BEGIN INFORMATION GIVEN
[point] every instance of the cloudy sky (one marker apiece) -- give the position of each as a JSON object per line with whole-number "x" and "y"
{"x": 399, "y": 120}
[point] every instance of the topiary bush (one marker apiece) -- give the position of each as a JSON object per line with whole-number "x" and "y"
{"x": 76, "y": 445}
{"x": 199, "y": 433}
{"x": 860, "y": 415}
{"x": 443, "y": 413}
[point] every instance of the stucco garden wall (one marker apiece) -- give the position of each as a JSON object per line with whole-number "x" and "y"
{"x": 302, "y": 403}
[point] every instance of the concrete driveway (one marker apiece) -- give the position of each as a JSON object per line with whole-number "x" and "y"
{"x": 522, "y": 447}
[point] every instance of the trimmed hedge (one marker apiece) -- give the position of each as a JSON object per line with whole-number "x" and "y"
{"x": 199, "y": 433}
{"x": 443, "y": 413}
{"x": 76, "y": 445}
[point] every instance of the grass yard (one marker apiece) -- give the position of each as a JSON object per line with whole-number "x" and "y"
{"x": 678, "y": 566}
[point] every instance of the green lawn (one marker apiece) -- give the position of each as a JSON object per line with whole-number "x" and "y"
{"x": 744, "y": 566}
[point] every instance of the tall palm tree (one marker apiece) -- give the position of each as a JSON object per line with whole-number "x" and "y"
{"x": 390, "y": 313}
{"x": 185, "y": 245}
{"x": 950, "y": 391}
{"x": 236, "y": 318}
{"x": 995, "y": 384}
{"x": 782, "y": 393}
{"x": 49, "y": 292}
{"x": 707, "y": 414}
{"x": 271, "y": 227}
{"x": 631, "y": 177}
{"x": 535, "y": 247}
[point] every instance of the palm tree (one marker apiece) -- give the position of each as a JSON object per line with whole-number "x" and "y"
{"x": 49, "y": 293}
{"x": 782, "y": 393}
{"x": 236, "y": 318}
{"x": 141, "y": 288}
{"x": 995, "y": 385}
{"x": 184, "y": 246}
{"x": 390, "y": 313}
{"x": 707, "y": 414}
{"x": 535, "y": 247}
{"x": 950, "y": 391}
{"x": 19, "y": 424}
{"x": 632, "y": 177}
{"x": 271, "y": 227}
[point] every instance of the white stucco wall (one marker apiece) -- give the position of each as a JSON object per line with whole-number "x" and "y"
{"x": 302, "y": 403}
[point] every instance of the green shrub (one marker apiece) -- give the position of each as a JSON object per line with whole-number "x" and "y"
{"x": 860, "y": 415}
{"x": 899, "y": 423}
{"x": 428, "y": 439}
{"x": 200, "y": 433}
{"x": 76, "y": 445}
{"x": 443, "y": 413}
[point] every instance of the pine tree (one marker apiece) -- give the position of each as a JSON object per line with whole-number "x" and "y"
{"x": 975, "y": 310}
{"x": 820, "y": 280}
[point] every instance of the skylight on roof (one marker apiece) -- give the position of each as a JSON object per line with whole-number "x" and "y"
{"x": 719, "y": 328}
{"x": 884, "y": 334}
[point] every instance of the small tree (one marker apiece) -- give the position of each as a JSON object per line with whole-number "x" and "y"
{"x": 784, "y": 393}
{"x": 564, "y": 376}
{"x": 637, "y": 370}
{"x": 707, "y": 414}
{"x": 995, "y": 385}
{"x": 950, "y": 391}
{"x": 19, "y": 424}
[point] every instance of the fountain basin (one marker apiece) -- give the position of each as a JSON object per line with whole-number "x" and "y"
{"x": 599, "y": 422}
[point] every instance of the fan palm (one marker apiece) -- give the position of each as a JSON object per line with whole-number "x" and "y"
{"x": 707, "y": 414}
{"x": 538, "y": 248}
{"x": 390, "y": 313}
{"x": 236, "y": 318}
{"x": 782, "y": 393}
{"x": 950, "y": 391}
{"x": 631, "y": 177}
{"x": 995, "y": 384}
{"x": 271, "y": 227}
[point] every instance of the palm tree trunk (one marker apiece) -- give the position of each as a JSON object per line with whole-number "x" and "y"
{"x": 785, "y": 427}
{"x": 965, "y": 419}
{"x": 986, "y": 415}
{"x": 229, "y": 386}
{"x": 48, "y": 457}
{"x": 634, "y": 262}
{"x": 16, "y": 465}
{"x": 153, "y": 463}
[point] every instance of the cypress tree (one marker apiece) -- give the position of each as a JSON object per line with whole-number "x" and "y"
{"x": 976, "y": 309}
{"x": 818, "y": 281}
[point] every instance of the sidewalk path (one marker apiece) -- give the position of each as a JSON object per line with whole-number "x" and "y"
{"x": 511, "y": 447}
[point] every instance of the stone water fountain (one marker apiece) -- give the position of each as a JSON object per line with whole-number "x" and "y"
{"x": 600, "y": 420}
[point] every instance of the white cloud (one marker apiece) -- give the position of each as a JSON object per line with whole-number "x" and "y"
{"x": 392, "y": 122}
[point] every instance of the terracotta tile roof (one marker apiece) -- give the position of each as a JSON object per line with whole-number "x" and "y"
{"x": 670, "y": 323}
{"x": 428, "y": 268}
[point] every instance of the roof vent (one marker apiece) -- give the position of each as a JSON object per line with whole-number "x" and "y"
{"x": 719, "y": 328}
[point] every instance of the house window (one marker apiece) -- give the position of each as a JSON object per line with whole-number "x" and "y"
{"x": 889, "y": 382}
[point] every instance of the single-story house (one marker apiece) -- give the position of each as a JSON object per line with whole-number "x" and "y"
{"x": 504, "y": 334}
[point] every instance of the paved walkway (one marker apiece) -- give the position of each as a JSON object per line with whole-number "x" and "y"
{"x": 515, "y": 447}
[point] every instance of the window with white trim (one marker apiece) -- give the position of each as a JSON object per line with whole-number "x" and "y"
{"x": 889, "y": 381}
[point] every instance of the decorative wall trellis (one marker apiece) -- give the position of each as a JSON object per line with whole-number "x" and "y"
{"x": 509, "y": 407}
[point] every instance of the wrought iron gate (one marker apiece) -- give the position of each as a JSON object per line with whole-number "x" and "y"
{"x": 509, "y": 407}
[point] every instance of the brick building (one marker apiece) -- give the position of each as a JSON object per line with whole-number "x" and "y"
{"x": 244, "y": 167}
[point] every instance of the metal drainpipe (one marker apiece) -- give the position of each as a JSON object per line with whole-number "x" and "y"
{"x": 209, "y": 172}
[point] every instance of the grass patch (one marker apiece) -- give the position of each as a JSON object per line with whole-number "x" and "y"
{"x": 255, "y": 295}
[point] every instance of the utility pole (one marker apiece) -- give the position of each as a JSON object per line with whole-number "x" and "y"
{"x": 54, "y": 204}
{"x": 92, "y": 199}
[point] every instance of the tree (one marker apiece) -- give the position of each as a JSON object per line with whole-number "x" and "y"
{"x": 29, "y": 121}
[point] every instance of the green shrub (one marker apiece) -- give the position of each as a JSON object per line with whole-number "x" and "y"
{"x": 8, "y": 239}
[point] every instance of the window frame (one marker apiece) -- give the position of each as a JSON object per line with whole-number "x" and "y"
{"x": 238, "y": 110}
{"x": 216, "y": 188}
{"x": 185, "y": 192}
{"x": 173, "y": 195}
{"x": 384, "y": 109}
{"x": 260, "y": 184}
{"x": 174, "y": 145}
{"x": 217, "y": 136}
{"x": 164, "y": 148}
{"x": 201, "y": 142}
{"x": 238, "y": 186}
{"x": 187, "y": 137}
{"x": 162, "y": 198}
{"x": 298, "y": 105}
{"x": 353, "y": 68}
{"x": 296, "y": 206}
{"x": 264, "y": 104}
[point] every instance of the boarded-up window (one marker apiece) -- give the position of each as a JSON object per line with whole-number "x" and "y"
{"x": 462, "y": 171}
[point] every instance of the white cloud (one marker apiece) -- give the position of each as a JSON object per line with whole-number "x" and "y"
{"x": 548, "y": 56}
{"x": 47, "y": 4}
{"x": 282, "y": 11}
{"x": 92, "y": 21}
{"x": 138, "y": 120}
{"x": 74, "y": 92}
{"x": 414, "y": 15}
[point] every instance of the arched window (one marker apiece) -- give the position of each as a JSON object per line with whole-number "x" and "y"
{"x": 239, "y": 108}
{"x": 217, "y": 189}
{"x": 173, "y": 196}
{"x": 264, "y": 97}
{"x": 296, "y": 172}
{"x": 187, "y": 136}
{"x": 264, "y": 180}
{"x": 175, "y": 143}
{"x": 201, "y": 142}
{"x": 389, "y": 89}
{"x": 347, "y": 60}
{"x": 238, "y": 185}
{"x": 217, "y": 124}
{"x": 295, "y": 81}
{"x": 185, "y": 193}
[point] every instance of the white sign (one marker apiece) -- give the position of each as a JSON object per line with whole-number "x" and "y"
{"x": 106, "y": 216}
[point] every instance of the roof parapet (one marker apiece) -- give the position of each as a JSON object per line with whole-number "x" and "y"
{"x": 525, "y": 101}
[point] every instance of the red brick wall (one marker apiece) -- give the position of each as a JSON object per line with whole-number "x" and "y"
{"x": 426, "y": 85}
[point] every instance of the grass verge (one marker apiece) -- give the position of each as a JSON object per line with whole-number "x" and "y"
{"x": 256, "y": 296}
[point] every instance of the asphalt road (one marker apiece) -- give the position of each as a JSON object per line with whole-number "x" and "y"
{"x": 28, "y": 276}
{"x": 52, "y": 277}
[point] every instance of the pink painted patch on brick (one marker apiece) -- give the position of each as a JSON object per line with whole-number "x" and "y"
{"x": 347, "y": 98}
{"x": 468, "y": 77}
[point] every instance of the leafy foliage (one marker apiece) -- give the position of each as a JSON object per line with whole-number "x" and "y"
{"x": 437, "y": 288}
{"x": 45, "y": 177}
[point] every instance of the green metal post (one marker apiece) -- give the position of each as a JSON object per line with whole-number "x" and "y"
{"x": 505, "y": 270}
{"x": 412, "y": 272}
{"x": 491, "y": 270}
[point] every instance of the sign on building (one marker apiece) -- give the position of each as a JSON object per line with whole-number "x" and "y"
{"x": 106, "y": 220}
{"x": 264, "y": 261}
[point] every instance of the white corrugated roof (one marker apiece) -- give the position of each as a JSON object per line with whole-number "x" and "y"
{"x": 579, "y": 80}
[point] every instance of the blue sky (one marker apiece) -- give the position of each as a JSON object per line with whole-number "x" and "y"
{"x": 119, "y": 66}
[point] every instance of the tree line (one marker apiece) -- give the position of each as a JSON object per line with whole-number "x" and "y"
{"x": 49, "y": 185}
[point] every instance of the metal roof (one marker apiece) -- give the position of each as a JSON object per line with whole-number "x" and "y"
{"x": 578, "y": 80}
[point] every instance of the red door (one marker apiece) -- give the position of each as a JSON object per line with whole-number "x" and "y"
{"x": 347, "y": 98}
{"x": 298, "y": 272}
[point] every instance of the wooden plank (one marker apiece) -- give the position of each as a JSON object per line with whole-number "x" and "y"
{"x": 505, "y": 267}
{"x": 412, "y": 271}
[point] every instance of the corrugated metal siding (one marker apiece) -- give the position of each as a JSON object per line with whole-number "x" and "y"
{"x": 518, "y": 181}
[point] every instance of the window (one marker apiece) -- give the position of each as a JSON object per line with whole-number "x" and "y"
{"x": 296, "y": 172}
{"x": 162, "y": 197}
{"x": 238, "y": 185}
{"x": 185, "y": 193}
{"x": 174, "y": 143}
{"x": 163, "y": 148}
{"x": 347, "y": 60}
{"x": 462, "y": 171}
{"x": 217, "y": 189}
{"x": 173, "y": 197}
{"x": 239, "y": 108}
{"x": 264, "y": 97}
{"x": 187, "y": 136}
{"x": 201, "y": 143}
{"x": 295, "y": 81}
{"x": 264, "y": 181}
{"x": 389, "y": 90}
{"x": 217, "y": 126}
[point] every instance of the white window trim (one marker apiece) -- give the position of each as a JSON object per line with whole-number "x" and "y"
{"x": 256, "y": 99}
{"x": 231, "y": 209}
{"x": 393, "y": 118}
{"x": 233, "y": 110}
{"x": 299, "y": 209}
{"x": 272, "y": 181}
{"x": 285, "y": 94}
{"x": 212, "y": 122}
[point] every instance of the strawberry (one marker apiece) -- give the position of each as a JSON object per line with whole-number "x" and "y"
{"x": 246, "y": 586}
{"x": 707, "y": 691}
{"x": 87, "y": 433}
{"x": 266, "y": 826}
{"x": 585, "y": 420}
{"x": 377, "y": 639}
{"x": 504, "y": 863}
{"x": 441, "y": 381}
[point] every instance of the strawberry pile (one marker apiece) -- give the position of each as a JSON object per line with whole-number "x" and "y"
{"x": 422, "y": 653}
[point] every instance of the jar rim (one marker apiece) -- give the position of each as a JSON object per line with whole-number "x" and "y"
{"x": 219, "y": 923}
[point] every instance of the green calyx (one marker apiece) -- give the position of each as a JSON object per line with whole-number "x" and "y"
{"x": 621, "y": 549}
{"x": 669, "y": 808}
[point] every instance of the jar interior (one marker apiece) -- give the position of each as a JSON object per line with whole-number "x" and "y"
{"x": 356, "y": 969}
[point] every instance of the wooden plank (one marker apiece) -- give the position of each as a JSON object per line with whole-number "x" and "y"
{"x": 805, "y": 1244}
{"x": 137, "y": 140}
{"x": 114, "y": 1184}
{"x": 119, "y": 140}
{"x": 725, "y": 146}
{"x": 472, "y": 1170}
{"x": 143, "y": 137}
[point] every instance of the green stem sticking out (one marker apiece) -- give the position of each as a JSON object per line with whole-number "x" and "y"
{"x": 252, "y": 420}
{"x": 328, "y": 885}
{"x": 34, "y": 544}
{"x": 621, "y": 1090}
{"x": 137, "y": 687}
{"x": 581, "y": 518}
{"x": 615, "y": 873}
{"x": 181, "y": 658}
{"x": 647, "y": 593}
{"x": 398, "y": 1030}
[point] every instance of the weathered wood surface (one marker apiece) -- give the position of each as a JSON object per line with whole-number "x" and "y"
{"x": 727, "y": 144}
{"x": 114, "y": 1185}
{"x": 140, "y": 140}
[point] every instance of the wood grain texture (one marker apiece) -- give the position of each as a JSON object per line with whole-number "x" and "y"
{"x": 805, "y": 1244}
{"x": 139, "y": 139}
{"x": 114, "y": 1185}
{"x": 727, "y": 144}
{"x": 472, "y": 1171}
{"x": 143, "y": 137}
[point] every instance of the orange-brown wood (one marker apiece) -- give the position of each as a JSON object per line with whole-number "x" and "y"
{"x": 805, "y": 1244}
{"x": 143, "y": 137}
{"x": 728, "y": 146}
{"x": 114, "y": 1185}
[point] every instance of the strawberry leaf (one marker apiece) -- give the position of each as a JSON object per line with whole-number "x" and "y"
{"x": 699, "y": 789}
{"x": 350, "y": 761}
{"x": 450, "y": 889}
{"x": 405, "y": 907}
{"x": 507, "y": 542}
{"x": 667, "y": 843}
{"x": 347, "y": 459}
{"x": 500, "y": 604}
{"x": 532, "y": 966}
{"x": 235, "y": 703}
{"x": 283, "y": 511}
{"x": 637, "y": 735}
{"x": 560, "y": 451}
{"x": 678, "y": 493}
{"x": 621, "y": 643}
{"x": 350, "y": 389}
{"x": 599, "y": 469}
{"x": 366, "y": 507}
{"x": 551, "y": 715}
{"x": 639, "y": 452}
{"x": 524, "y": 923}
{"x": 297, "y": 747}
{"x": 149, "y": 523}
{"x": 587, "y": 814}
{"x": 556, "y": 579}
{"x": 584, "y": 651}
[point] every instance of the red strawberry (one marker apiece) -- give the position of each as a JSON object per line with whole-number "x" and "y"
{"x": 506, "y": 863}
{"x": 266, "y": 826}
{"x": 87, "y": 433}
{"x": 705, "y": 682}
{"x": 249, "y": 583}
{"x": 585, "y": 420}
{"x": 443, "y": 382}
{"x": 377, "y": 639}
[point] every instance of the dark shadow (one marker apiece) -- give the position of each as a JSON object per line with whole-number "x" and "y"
END INFORMATION GIVEN
### [DESCRIPTION OF THE TASK]
Send back exactly the lines from the line with "[point] every instance of the strawberry leaf" through the end of the records.

### [WORKED SOLUTION]
[point] every instance of the strawberry leaf (one marker apiece) -- give the position of each as a JSON object per line with whole-number "x" and "y"
{"x": 699, "y": 789}
{"x": 350, "y": 761}
{"x": 450, "y": 889}
{"x": 405, "y": 907}
{"x": 507, "y": 542}
{"x": 667, "y": 843}
{"x": 347, "y": 459}
{"x": 500, "y": 604}
{"x": 532, "y": 966}
{"x": 235, "y": 703}
{"x": 283, "y": 511}
{"x": 637, "y": 735}
{"x": 560, "y": 451}
{"x": 678, "y": 493}
{"x": 621, "y": 643}
{"x": 350, "y": 389}
{"x": 599, "y": 469}
{"x": 366, "y": 507}
{"x": 551, "y": 715}
{"x": 639, "y": 452}
{"x": 524, "y": 923}
{"x": 297, "y": 747}
{"x": 149, "y": 523}
{"x": 587, "y": 814}
{"x": 556, "y": 579}
{"x": 584, "y": 651}
[point] every instance of the red strawberry (one marker apiece) -- give the position of each as a JSON object per line with whole-number "x" and "y"
{"x": 506, "y": 863}
{"x": 266, "y": 826}
{"x": 87, "y": 433}
{"x": 705, "y": 682}
{"x": 249, "y": 583}
{"x": 585, "y": 420}
{"x": 443, "y": 382}
{"x": 377, "y": 639}
[point] every instance of the dark shadow (one marker apiece) -- give the position of each as a JSON object per line with whole-number "x" and "y"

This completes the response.